▸ Estratto del testo:

La politica italiana tra Trump e la Germania

Potrebbero essere settimane calde per la politica italiana, ma non lo sono se non per quel che riguarda una quota limitata di fan-club dei partiti in campo. L’impressione a stare in mezzo alla gente normale è che tutto scivoli via come uno spettacolo le cui scene essendo ormai conosciute non suscitano particolare coinvolgimento.
Ovviamente quel che sta succedendo è importante, ma gran parte dell’opinione pubblica fa fatica a rendersene pienamente conto. Prendete la vera e propria esplosione della nuova linea politica di Trump: è così palesemente sopra le righe, paradossalmente teatrale che la gente fa fatica a ritenerla reale e capace di cambiare le cose. Si aspetta più o meno che la bolla scoppi. Naturalmente non andrà così, almeno per un periodo di tempo non breve, tuttavia la preminenza di un sentimento che da un lato si aspetta che succedano sconvolgimenti e che dall’altro li vuol tenere lontani da sé declassandoli fa sì che il coinvolgimento nelle tensioni della politica sia sostanzialmente modesto.

▸ Compito breve 1:
Nel testo sulla politica italiana, che cosa si aspetta la gente riguardo alla nuova linea politica di Trump?
▸ Compito breve 2:
Riprendi il testo sulla politica italiana e proseguilo dal punto in cui termina.

[Record di annotazione a punti]
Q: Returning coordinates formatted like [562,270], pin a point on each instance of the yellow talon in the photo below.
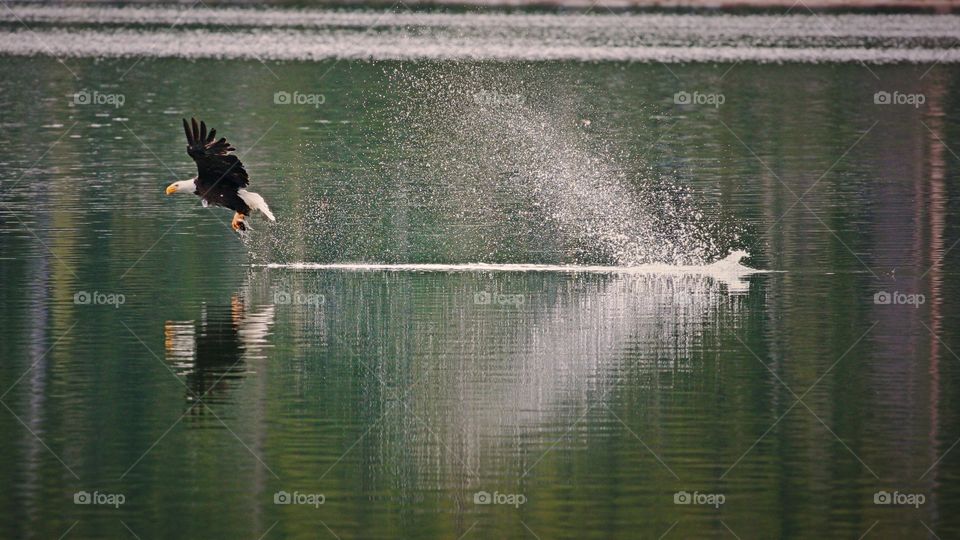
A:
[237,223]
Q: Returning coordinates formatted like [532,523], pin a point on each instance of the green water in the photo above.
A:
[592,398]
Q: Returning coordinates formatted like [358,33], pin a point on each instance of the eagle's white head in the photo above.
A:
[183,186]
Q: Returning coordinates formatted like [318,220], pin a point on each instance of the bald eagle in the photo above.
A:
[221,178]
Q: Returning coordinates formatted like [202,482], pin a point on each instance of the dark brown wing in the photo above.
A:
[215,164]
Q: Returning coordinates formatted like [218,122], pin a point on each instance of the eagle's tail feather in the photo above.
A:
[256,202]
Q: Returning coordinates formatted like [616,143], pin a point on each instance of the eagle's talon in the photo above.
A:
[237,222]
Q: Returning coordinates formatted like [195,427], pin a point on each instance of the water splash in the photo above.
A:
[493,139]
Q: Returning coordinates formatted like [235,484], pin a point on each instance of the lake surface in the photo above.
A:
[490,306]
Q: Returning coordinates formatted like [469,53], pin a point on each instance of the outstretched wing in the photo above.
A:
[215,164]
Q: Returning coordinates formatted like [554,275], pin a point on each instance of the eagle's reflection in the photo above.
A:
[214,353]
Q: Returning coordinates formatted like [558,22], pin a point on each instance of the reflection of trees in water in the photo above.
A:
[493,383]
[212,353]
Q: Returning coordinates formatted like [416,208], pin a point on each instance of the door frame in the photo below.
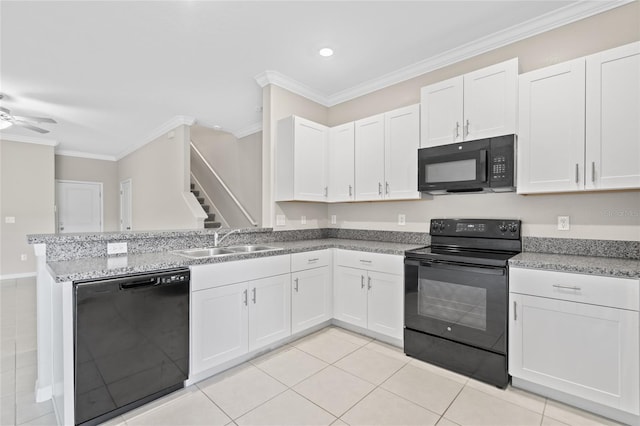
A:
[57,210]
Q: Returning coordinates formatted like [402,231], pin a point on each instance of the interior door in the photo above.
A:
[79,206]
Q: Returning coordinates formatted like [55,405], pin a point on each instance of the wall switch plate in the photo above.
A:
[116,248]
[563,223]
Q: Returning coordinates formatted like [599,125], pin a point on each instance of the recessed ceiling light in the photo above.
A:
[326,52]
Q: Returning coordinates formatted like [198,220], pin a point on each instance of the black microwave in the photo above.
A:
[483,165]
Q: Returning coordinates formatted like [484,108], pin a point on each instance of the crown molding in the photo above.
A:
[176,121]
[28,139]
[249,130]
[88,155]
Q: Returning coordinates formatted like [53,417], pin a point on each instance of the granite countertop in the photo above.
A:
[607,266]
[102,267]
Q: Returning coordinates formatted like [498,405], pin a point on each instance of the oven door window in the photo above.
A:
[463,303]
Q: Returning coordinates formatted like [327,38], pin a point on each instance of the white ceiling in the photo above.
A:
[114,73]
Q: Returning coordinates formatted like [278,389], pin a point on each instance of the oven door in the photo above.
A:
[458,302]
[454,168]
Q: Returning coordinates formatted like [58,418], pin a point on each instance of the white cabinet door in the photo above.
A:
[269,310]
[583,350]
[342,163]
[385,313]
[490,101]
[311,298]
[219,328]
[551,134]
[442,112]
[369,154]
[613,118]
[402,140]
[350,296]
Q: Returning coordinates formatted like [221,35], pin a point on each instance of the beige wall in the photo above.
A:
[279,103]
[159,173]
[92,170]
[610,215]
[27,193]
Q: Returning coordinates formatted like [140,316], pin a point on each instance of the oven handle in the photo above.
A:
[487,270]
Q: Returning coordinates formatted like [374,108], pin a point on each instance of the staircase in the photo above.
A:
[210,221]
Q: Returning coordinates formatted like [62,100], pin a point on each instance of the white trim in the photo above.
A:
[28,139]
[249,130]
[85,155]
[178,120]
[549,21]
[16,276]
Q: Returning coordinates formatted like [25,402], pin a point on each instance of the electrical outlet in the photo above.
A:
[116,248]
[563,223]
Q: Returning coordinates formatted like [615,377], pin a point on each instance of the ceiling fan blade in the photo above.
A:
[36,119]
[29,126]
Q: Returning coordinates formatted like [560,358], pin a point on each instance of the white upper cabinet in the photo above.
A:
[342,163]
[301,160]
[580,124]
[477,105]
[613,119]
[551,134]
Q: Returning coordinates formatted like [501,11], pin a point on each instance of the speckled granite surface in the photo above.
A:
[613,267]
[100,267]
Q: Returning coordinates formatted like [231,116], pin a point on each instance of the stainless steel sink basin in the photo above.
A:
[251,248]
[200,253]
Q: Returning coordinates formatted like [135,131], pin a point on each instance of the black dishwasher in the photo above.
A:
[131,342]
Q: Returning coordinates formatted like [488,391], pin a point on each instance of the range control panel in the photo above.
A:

▸ Risposta 1:
Si aspetta più o meno che la bolla scoppi.

▸ Risposta 2:
Ne è prova la scarsa presa che ha avuto il terzo anniversario dell’aggressione russa all’Ucraina. Avrebbe dovuto essere una occasione per riflettere seriamente sul cambiamento che abbiamo davanti e che richiederebbe una presa di coscienza sulla svolta che si presenta all’Europa: qualcosa di simile, come aveva giustamente detto Mattarella a Marsiglia, alla crisi degli anni Trenta di fronte alla sfida del nazismo e alla crisi di quel decennio. Invece non c’è stato spazio se non per il solito teatrino stucchevole fra pacifisti astratti, improvvisati dilettanti in realpolitik, invasati a favore della novità presentata dall’avvento di The Donald alla Casa Bianca.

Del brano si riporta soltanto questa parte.